#### [What to work on]
Continue the forum post below about the modified Corvette, starting right after its final sentence.

#### [Selected text]
>>>>
I've been lurking here for some time and would like some feedback on a little incident which had occured recently occured but first some background(this will be a tad long!):
I purchased this car w/7500K miles from an aquaintance for 45K(DRM C500RSR 2000 Coupe Corvette...the complete package-Ls1 382 stroker w/4.10's in the rear(forged/billet everything on bottom with 4340 Lunati Crank, CNC ported heads w/4 angle SS valve job and titanium retainers 202/160(so it had good parts!) w/upgraded suspension, accusump, pumps, coolers etc. The car, other than a severe detonation problem, ran strong and passed Calif smog due to small Lunati cam. I took it to Fontana Calif Speedway with Speedventures shortly after changing all fluids with a brand called "Pure Power" and ran for about 15 minutes until bolt in crank pulley backed out and spewed oil for a short time. Repaired the problem and was told no damage otherwise. Because of my nature I decided to refresh the entire top end with 205 AFR heads ported to 71CC's, Comp Cams 228/232, 595/588 on 114 LSA, LSX 90mm intake with 36lb bosche injectors, 90mm Nick Williams TB modified MAF and KooKs L/T headers/exh system with 3" X pipe(Magnaflow). I won't give detail as to who did the work as yet but the car produced 470RWHP and 440RWTQ...I set this up for more of a road racing/daily driver application so the power band was excellent through 3200-6600 RPM's.
<<<<
[Lines of data]
>>>>
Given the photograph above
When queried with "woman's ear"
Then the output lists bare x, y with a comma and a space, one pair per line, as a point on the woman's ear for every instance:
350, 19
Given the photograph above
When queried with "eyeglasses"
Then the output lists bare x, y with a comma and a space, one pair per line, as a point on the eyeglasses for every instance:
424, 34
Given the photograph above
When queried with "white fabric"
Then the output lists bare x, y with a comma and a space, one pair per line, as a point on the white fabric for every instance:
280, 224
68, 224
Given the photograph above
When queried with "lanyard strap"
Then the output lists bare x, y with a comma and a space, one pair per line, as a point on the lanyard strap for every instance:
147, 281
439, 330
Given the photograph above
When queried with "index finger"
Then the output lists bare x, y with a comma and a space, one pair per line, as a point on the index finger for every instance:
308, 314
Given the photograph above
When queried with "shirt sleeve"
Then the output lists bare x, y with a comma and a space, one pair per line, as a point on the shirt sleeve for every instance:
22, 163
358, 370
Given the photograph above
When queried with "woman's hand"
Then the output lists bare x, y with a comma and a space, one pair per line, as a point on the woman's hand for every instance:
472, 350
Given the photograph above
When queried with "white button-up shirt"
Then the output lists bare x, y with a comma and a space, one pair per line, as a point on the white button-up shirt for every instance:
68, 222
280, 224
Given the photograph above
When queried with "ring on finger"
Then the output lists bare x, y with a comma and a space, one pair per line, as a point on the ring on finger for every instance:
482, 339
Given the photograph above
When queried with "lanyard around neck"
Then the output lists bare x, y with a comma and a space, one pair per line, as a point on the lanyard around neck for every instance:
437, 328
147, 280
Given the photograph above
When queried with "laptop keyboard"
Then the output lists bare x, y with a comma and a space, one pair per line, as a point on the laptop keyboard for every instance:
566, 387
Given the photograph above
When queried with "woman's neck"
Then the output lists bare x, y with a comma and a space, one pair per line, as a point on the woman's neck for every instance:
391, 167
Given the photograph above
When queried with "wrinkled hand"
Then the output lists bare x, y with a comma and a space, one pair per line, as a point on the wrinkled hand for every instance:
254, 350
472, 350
<<<<
#### [Exercise result]
While the car was apart, some odd things were noted: .024 piston over deck clearence on all pistons heights, 11.9:1 CR with 224/565, 114 cam(can you say ping!) Stretched timing chain(not double roller)...does the piston clearence strike anyone odd? It did my engine builder! I'm new to LS1 technology...more old school here! All else appeared fine.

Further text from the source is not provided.